── PASSAGE ──
The classical trade-off between equity and efficiency is central to income tax policy.
On the one hand, higher taxes imply more resources to redistribute; but on the other hand, they might negatively affect incentives to work and the reporting of income itself.
The design of tax and transfer policies, therefore, requires estimating the magnitude of behavioural responses to tax rate changes. Roughly speaking, the larger the responses to taxation, the smaller optimal tax rates should be.
What is the elasticity of taxable income? Why are deductions so crucial?
The elasticity of taxable income (ETI) summarises different types of behavioural responses to income taxation. This includes real economic responses (for example, labour supply adjustments), tax avoidance (such as legally claiming deductions or income shifting between tax bases) and illegal tax evasion behaviour. If we increase the marginal tax rate by one per cent, the ETI measures by how much an individual adjusts his or her income in response to a change in taxes.
Individuals might change their labour force participation or their working hours. Compared to labour supply elasticities, the ETI does not only account for real economic responses but reporting responses are captured as well.
Since many tax systems offer a range of deductions, they play a crucial role in defining the range of behavioural responses. Individuals may start to (legally) avoid taxes by changing the extent of spending on tax deductibles or they may (illegally) evade taxes by understating their income or claiming unjustified deductions.
Despite the importance and the large body of empirical work, there is little consensus on the magnitude of behavioural responses towards taxation to be used in economic policy analysis.
In my paper, I provide a comprehensive quantitative survey to explain the pattern of estimates found in the empirical literature. In total, I collected 1,720 estimates extracted from 61 studies. My study consists of three parts: (1) a meta-regression analysis; (2) an analysis of the relationship between elasticity estimates and contextual factors; and, (3) an analysis of selective reporting bias.
───
EXERCISES ::
- A) Reproduce the passage on taxable income from "The classical trade-off" up to and including "deductions so crucial?".
- B) In the rows below, write out the lines from the line with "the groom's hand" up to and including the line with "point(1032, 477)", substituting "shoulder" for "waist" and keeping all else the same. Give only those lines.
── DATA FOR THIS TASK ──
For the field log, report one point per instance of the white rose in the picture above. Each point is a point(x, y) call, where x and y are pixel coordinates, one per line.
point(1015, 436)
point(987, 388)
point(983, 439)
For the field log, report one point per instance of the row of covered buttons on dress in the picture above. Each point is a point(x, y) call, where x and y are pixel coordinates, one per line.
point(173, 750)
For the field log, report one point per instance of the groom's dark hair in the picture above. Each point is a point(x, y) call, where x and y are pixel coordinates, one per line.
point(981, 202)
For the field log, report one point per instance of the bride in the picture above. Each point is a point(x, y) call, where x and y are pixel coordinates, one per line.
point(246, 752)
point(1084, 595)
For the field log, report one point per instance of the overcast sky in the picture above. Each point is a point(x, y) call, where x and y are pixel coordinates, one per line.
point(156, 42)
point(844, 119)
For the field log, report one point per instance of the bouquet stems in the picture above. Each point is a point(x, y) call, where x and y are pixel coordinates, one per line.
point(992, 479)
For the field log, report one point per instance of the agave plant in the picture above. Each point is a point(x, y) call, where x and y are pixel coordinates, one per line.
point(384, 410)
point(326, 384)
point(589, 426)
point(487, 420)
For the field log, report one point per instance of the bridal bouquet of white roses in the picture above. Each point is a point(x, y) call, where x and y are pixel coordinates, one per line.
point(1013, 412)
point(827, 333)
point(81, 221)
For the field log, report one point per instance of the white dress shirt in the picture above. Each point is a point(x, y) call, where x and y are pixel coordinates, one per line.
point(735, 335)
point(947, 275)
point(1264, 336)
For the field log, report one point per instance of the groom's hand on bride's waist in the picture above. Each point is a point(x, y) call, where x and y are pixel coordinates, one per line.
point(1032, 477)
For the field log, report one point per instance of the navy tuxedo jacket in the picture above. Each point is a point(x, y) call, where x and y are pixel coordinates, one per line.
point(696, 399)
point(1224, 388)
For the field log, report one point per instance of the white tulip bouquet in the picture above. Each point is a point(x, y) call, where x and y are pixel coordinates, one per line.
───
RESPONSES PER TASK ::
- A)
The classical trade-off between equity and efficiency is central to income tax policy.
On the one hand, higher taxes imply more resources to redistribute; but on the other hand, they might negatively affect incentives to work and the reporting of income itself.
The design of tax and transfer policies, therefore, requires estimating the magnitude of behavioural responses to tax rate changes. Roughly speaking, the larger the responses to taxation, the smaller optimal tax rates should be.
What is the elasticity of taxable income? Why are deductions so crucial?

- B)
For the field log, report one point per instance of the groom's hand on bride's shoulder in the picture above. Each point is a point(x, y) call, where x and y are pixel coordinates, one per line.
point(1032, 477)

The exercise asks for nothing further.